## Given instruction
Update the rows below by replacing every occurrence of "outline" with "contour", keeping all other text unchanged.

Data records
╔══
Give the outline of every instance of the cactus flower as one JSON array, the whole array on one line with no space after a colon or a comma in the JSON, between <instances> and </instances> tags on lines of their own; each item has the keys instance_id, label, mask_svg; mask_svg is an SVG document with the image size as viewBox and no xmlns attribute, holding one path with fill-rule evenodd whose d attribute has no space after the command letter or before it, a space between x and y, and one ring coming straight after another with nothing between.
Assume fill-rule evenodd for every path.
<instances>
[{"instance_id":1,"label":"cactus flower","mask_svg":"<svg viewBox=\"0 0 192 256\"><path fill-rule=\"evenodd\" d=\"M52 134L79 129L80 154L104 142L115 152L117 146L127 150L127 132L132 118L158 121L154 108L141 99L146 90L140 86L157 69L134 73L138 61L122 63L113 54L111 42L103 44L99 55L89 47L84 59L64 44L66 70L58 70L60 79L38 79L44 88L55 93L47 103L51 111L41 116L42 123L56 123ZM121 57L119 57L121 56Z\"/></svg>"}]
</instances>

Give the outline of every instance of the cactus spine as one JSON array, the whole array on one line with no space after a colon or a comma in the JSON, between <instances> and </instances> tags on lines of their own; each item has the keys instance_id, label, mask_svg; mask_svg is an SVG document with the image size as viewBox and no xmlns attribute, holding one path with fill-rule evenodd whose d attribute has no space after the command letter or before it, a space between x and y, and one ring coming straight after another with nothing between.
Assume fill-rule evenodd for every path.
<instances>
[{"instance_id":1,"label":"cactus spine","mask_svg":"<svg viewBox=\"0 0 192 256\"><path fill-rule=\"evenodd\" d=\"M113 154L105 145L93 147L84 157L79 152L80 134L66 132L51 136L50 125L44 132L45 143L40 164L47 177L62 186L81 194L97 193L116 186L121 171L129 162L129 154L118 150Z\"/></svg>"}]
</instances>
╚══
## Answer to this task
Give the contour of every instance of the cactus flower as one JSON array, the whole array on one line with no space after a colon or a comma in the JSON, between <instances> and </instances> tags on lines of their own; each item has the keys instance_id, label, mask_svg; mask_svg is an SVG document with the image size as viewBox and no xmlns attribute, holding one path with fill-rule evenodd whose d attribute has no space after the command letter or before it, a space between x and y, and one ring coming straight after another with nothing between.
Assume fill-rule evenodd for every path.
<instances>
[{"instance_id":1,"label":"cactus flower","mask_svg":"<svg viewBox=\"0 0 192 256\"><path fill-rule=\"evenodd\" d=\"M52 134L79 129L80 154L104 142L115 152L117 146L127 150L127 132L132 118L158 121L154 108L141 99L146 90L140 86L157 69L134 73L138 61L122 63L113 54L111 42L103 44L99 55L89 47L84 59L64 44L66 70L58 70L60 79L38 79L44 88L55 93L47 103L51 111L41 116L42 123L56 123ZM121 57L119 57L121 56Z\"/></svg>"}]
</instances>

Give the contour of every instance of the cactus spine as one JSON array, the whole array on one line with no space after a colon or a comma in the JSON, between <instances> and </instances> tags on lines of their own; each item has the keys instance_id, label, mask_svg; mask_svg is an SVG document with the image size as viewBox and no xmlns attribute, holding one path with fill-rule evenodd whose d attribute has no space after the command letter or before it, a space between x and y, and one ring coming straight after another with nothing between.
Assume fill-rule evenodd for every path.
<instances>
[{"instance_id":1,"label":"cactus spine","mask_svg":"<svg viewBox=\"0 0 192 256\"><path fill-rule=\"evenodd\" d=\"M113 154L105 145L93 147L84 157L79 152L80 134L66 132L51 136L50 125L44 132L45 143L40 164L47 177L62 186L81 194L97 193L116 186L121 171L129 162L129 154L118 150Z\"/></svg>"}]
</instances>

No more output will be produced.